▶ [Travail demandé]
1. D'après le texte à lire, qui a recueilli les propos de l'entretien « La force révolutionnaire de l'écologie », et à quelles dates ?
2. Relevez chaque ligne des enregistrements qui contient la chaîne « grass ».

▶ [Texte à lire]
────────────────────

Notes de lecture : Castoriadis, Une société à la dérive (3)

Cornelius Castoriadis, Une société à la dérive, Entretiens et débats, 1974-1997, Editions du Seuil, 2005.

– La force révolutionnaire de l’écologie, Entretien paru dans un dossier « La planète verte – L’écologie en question« , dans la revue publiée par le Bureau des élèves de l’Institut d’études politiques de Paris ; propos recueillis par Pascale Egré les 16 et 29 novembre 1992.

« C’est un cauchemar de voir des gens bien rassasiés regarder à la télévision les Somaliens mourir de faim, puis revenir à leur match de football. Mais c’est aussi, du point de vue plus bassement réaliste, une attitude à terriblement courte vue. On ferme les yeux, et on les laisse crever. Mais à la longue ils ne se laisseront pas crever. L’immigration clandestine augmente au fur et à mesure que la pression démographique s’élève, et il est sûr qu’on n’a encore rien vu. Les Chicanos traversent pratiquement sans obstacle la frontière mexicano-américaine – et bientôt ce ne sera plus seulement des Mexicains. Aujourd’hui, pour l’Europe c’est, entre autres, le détroit de Gibraltar. Et ce ne sont pas des Marocains ; ce sont des gens partis de tous les coins d’Afrique, même d’Ethiopie ou de la Côte d’Ivoire, qui endurent des souffrances inimaginables pour se trouver à Tanger et pouvoir payer les passeurs. Il y a peut-être quarante mille kilomètres de côtes méditerranéennes bordant ce que Churchill appelait ‘le ventre mou de l’Europe’. Déjà, des fugitifs irakiens traversent la Turquie et entrent clandestinement en Grèce. Puis il y a toute la frontière orientale des Douze. Va-t-on y installer un nouveau mur de Berlin, de trois ou quatre mille kilomètres de long, pour empêcher les Orientaux affamés d’entrer dans l’Europe riche ?

────────────────────

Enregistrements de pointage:
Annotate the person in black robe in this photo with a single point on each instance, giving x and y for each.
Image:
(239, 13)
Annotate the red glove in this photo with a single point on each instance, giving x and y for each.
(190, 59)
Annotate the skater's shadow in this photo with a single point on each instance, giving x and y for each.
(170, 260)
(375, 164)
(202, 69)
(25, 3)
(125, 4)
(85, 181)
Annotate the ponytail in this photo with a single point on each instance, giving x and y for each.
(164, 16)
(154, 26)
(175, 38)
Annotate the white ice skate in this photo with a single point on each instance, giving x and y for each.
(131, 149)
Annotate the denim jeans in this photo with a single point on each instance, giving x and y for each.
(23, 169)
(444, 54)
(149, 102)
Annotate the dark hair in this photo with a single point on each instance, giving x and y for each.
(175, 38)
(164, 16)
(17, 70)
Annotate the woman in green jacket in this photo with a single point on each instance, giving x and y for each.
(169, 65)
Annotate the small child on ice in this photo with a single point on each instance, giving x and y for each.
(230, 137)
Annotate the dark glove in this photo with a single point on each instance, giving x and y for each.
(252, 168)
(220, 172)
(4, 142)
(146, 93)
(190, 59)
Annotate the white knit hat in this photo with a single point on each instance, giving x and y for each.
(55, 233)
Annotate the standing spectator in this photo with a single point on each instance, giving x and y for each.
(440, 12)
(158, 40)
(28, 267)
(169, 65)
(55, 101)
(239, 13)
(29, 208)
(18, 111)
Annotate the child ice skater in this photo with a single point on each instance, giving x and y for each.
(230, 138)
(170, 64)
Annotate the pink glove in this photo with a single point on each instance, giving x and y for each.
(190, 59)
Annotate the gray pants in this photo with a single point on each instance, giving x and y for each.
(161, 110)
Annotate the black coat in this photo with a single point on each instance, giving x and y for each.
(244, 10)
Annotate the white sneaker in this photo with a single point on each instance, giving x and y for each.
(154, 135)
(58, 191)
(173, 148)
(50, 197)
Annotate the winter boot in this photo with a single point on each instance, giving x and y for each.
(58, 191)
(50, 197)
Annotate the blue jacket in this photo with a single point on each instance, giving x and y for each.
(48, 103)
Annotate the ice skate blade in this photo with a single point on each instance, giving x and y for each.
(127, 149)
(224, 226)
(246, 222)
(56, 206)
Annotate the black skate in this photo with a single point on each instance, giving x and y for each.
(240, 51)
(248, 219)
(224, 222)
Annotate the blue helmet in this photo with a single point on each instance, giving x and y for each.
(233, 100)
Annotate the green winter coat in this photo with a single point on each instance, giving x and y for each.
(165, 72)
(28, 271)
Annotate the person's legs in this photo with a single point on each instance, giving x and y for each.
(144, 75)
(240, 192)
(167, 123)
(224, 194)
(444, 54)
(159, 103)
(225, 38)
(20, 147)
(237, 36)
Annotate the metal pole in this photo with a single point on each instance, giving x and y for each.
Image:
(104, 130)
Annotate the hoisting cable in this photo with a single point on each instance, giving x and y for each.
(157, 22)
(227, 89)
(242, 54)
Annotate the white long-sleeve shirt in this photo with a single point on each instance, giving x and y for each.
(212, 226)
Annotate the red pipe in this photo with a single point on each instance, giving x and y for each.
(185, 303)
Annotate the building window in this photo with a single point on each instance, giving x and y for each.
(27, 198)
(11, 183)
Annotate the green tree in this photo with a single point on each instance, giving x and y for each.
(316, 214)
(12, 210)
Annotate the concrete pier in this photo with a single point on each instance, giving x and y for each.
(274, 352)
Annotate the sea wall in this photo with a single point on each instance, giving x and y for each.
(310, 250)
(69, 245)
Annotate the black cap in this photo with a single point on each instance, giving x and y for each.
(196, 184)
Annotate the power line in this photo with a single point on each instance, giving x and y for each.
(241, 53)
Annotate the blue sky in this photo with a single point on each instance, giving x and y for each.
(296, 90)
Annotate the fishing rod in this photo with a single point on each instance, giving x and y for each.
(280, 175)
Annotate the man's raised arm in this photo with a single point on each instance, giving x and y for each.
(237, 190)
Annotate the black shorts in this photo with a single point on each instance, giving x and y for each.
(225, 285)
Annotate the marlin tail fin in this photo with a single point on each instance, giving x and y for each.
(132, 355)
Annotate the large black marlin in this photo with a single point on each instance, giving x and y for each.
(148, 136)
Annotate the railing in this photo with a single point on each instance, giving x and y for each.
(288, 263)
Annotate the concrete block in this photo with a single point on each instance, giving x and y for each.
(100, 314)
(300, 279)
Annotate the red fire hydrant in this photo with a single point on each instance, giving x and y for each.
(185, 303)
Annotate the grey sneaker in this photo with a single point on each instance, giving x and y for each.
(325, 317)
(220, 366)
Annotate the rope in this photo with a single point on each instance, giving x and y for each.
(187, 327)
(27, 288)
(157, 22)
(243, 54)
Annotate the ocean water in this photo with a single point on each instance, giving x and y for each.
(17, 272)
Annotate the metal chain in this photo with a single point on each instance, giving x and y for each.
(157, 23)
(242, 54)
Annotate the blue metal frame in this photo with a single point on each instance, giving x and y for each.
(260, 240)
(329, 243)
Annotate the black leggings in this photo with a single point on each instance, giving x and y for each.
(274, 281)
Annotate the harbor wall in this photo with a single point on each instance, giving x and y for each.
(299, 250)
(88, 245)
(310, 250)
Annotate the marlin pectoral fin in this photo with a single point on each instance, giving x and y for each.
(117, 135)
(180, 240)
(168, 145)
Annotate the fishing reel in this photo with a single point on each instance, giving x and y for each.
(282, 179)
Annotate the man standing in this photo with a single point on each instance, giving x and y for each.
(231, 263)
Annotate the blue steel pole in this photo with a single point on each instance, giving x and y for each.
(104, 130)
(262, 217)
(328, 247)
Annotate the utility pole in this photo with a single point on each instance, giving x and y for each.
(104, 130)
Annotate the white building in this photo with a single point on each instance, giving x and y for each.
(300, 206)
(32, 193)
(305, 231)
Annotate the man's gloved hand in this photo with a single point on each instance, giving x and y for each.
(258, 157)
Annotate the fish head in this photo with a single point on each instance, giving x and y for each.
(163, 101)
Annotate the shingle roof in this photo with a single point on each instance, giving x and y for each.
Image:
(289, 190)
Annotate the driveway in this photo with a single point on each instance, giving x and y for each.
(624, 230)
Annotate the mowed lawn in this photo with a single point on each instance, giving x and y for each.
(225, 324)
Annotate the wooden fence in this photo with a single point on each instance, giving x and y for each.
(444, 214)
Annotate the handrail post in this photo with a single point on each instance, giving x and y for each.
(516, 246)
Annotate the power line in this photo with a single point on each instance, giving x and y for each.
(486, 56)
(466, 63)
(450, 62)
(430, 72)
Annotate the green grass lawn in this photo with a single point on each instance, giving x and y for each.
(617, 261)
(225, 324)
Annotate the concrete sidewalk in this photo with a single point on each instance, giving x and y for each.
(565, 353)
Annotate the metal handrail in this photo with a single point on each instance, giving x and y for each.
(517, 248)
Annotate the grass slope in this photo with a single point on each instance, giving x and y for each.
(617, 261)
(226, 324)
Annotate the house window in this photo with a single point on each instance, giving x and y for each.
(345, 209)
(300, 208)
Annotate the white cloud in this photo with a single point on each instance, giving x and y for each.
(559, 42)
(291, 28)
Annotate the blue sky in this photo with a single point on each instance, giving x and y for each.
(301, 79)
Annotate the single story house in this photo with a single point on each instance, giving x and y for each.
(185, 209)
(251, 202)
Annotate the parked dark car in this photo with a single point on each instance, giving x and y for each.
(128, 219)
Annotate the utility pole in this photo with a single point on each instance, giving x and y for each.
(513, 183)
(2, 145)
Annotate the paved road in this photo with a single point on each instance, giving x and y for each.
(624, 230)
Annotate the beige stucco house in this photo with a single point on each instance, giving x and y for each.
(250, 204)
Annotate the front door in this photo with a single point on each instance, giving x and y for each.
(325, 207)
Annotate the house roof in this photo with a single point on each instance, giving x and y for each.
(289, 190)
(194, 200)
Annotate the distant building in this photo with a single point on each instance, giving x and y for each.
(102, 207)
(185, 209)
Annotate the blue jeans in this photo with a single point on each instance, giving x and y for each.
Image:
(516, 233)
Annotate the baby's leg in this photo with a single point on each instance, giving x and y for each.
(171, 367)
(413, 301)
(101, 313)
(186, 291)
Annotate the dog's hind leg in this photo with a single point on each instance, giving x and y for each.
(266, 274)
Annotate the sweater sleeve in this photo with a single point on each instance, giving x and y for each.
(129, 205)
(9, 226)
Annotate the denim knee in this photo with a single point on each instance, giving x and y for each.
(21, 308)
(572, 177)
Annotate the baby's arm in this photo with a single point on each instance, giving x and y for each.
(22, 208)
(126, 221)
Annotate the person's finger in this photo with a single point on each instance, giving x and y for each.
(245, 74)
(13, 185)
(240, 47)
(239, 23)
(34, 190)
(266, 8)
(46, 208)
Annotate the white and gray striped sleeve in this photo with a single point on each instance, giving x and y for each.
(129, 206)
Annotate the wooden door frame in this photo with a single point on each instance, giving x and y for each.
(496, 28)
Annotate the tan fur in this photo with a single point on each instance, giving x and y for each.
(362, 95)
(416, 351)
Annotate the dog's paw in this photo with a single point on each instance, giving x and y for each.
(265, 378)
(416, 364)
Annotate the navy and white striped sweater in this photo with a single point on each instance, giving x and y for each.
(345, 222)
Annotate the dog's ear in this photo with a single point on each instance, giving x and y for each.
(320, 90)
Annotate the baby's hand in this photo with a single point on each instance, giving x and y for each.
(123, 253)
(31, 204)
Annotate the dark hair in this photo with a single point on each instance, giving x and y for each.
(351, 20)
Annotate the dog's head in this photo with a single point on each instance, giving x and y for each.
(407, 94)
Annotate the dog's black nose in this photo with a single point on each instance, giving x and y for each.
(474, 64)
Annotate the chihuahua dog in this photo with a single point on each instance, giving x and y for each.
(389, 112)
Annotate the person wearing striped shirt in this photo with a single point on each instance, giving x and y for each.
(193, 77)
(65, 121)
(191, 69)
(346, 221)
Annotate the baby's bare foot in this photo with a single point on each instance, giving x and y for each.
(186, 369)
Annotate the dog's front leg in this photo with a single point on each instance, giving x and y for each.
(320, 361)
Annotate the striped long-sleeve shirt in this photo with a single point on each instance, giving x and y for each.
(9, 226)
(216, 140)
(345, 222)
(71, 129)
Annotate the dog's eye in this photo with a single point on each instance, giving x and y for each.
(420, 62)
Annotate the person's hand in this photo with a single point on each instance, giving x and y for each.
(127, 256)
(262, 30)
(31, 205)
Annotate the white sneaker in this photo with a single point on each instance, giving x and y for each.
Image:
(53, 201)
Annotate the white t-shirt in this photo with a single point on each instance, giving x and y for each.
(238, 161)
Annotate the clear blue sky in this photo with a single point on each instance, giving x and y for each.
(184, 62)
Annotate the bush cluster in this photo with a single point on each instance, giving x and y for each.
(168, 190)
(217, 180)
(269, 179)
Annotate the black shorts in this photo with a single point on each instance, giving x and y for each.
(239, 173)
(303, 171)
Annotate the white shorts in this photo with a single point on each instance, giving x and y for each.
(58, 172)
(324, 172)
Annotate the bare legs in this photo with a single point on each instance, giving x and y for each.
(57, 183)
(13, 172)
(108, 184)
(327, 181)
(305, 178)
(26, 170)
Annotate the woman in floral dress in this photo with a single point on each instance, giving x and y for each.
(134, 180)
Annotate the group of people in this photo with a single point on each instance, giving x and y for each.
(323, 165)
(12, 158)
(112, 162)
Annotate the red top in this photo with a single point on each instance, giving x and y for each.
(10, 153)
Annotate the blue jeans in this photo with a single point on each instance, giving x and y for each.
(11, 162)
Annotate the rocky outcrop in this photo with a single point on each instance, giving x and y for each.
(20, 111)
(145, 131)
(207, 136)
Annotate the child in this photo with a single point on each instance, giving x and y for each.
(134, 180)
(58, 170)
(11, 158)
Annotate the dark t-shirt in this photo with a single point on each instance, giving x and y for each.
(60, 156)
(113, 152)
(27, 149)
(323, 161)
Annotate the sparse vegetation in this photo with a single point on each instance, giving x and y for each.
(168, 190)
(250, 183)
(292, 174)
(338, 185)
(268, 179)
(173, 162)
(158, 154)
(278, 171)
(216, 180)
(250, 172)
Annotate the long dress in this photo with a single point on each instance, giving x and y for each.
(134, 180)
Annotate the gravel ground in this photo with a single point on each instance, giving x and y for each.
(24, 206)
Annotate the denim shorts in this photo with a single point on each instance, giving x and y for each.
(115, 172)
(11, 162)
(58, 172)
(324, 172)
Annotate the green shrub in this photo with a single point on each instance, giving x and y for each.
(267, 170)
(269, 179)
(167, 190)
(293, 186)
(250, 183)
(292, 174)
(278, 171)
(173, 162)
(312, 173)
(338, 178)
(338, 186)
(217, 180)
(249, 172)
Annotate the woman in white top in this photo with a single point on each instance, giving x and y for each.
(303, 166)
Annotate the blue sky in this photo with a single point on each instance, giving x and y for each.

────────────────────

▶ [Résultats par tâche]
1. Pascale Egré, les 16 et 29 novembre 1992.

2.
Annotate the green grass lawn in this photo with a single point on each instance, giving x and y for each.
Annotate the grass slope in this photo with a single point on each instance, giving x and y for each.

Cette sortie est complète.